Work order 1
Decide whether each statement agrees with the piece on dyspraxia and neurodiversity. Answer yes or no, and quote the words from the piece that settle it.
(a) Nearly all research on dyspraxia concentrates on motor control.
(b) The writer has autism as well as dyspraxia.
(c) The writer finds meetings over Zoom easier to follow than meetings in person.
Work order 2
Carry on the piece on dyspraxia and neurodiversity from its last sentence.

Extract to read
━━━━━━━━━━━━━━━━━━━━
The Adventure of the Neurodiversity Spectrum

In which I try to explain my brain...


I've talked here before about the idea of co-occurrence when it comes to neurodiverse conditions. I know I have dyspraxia but I have some traits of other related conditions like autism and ADHD. It doesn't mean that I have those conditions but neurodiversity is a huge spectrum which still isn't really that understood. 

For many years people with autism have been fighting to get researchers to understand that whilst they might face challenges with interacting with other people, actually it's sensory overload that is their issue that most affects their everyday lives. A similar thing can be said of dyspraxia. Research on dyspraxia is still pretty limited, especially in adults, but nearly all of it focuses on motor control. Yes, being clumsy is annoying but it's actually a pretty minor thing compared to other ways dyspraxia affects my life. 

If you look at the symptoms listed by the Dyspraxia Foundation, the motor control stuff isn't the stuff that overly affects my life. There's the mental fatigue, often made worse by my brain failing to shut off to go to sleep. Then there's the emotional effects, something which many researchers seem to assume is due to motor control but for me and others I've discussed this with that doesn't seem to be the case. 

Then there are the things that cross-over with the other areas of neurodiversity. I've become increasingly aware recently that my attention span is actually pretty limited in some circumstances. I've found meetings where you have to sit and listen to someone hard enough in person but over Zoom I find it even more mind-numbing and my brain constantly drifts away and I have to try to tune back into what I am supposed to be doing. But on the right activity I can be focused for ages and this all sounds a lot like how some people describe ADHD.
━━━━━━━━━━━━━━━━━━━━
Data for review
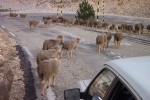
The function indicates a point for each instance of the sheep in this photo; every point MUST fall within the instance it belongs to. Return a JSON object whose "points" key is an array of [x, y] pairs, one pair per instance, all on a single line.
{"points": [[69, 22], [101, 41], [109, 36], [33, 23], [23, 15], [47, 71], [47, 22], [76, 22], [60, 19], [118, 38], [13, 14], [5, 85], [148, 28], [83, 22], [142, 27], [123, 27], [130, 29], [97, 24], [48, 44], [105, 25], [47, 18], [47, 54], [112, 27], [54, 19], [70, 45], [139, 28]]}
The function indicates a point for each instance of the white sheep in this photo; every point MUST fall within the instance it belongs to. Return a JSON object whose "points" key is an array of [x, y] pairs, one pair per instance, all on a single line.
{"points": [[70, 45]]}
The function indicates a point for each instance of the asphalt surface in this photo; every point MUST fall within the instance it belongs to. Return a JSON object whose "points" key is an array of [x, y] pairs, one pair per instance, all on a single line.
{"points": [[86, 62]]}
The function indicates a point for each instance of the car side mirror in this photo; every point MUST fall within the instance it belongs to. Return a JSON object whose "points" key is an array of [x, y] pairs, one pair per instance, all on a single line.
{"points": [[72, 94]]}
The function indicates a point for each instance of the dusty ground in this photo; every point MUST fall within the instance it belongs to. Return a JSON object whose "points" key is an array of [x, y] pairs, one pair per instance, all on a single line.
{"points": [[10, 60], [138, 8]]}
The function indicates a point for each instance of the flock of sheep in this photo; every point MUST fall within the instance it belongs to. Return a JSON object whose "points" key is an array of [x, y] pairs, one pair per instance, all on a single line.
{"points": [[49, 58]]}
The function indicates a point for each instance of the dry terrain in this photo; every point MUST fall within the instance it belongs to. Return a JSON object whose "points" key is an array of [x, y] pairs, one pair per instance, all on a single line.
{"points": [[9, 59], [138, 8]]}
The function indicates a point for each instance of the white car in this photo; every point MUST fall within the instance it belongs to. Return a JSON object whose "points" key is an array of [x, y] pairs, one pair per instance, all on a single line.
{"points": [[121, 79]]}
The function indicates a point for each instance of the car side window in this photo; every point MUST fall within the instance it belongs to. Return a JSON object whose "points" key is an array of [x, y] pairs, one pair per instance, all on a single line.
{"points": [[121, 92], [102, 83]]}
━━━━━━━━━━━━━━━━━━━━
Written reply 1
(a) Yes: "nearly all of it focuses on motor control."
(b) No: "It doesn't mean that I have those conditions"
(c) No: "over Zoom I find it even more mind-numbing"

Written reply 2
Then there's the sensory stuff. I am hypersensitive to some things. One of them is sound, with particular noises that I always find deeply uncomfortable including motor bike engines and steam train whistles (though fortunately the latter is not something I have to endure very often!). There are certain textures, usually wool or similar fabric, which give me a whole body sensation which I can't even find the words to describe. The closest I can think of to compare it to is someone putting an ice cube down your back but without it feeling cold, if that makes any sense at all. Speaking of temperature, I'm also really sensitive to heat. I rarely use hot taps to wash my hands because at what most people would consider a normal temperature I feel like my hands are being scorched. I used the shower at home over Christmas that my brother had set and I felt like I had burned my scalp off. All of this sounds like the sensory processing difficulties that some people with autism describe. 

If I went through the diagnostic process for autism or ADHD I know I would probably have more traits than the average person but it's likely I wouldn't have enough of them to meet the criteria to be diagnosed. This is where things get complicated. At what point does dyspraxia end and autism or ADHD begin? The medical world has very specific criteria for diagnosing this stuff but it's actually pretty limiting. 

I've long thought that the specific labels of 'autism' etc are not totally helpful. I know my experiences overlap with many people with autism even though I have dyspraxia which is often considered to be a motor control condition and autism is often considered to be a social development condition. I've worked with a sizeable number of children with autism and know that whilst there are similarities no two people with autism, or indeed with dyspraxia, are the same.

I think that eventually the way people with neurodiverse conditions are diagnosed will become more unified as it becomes recognised how interlinked they are. Perhaps alongside diagnoses of autism etc people might also be diagnosed as having a 'processing disorder'. It might be that some people who don't clearly meet the diagnostic criteria of most neurodiverse conditions could have the sole diagnosis of a 'processing disorder'.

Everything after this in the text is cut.